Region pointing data
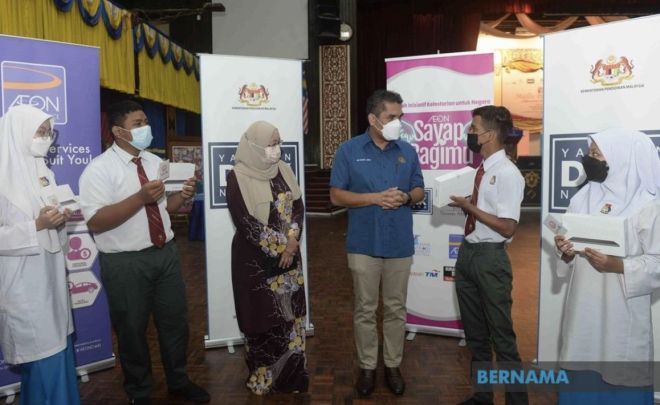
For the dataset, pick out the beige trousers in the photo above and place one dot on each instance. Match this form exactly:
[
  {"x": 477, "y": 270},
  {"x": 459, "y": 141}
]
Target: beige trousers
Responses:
[{"x": 368, "y": 272}]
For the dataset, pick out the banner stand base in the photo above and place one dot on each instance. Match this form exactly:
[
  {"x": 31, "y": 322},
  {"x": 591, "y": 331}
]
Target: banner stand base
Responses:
[
  {"x": 229, "y": 343},
  {"x": 84, "y": 371},
  {"x": 9, "y": 392},
  {"x": 414, "y": 329}
]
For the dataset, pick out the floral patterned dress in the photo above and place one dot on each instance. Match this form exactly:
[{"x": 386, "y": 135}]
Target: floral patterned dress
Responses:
[{"x": 270, "y": 311}]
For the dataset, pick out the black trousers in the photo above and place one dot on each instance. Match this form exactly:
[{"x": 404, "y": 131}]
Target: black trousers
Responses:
[
  {"x": 138, "y": 285},
  {"x": 483, "y": 285}
]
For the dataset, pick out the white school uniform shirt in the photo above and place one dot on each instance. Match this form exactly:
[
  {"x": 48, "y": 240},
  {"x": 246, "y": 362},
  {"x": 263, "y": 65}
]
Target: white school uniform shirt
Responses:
[
  {"x": 500, "y": 193},
  {"x": 110, "y": 178},
  {"x": 35, "y": 305},
  {"x": 607, "y": 316}
]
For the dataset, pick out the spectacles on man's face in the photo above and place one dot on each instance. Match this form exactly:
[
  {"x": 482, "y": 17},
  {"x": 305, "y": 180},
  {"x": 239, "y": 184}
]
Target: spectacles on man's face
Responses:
[{"x": 45, "y": 133}]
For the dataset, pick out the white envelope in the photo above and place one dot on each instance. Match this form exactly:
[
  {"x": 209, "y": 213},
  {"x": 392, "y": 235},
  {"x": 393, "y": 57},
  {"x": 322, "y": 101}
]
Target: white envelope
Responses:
[
  {"x": 66, "y": 198},
  {"x": 605, "y": 234},
  {"x": 458, "y": 182},
  {"x": 179, "y": 173}
]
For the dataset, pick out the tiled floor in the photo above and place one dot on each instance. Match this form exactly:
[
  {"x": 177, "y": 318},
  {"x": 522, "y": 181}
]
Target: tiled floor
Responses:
[{"x": 435, "y": 367}]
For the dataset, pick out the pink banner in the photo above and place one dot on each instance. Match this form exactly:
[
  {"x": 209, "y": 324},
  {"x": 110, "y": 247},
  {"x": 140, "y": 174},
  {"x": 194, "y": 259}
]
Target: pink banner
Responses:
[
  {"x": 438, "y": 138},
  {"x": 472, "y": 64}
]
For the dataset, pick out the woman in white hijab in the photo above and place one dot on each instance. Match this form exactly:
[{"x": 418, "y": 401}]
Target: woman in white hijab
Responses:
[
  {"x": 606, "y": 325},
  {"x": 265, "y": 203},
  {"x": 35, "y": 308}
]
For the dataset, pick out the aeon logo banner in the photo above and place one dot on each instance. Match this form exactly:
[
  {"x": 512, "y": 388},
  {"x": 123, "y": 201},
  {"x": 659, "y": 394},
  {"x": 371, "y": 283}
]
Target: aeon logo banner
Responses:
[{"x": 42, "y": 86}]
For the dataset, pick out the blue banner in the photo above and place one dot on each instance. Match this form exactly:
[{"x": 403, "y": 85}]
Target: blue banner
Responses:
[{"x": 63, "y": 80}]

• _Your task_:
Output nothing but the lines from the one that contains "Target: woman in white hijab" through the final line of the entries above, exactly as they appear.

• _Your solution_:
Target: woman in white hijab
Responses:
[
  {"x": 606, "y": 325},
  {"x": 265, "y": 203},
  {"x": 35, "y": 308}
]
For the dataset, pick out the aeon logo banner in the photo above and place one dot on each instance. Match this form exactly:
[
  {"x": 512, "y": 388},
  {"x": 123, "y": 201},
  {"x": 659, "y": 394},
  {"x": 371, "y": 283}
]
Target: aeon logo banner
Responses:
[{"x": 42, "y": 86}]
For the dataset, pick out the blue banner in the photo above and place one dot on each instance. Match this form exactly:
[{"x": 403, "y": 85}]
Target: blue banner
Responses:
[{"x": 63, "y": 80}]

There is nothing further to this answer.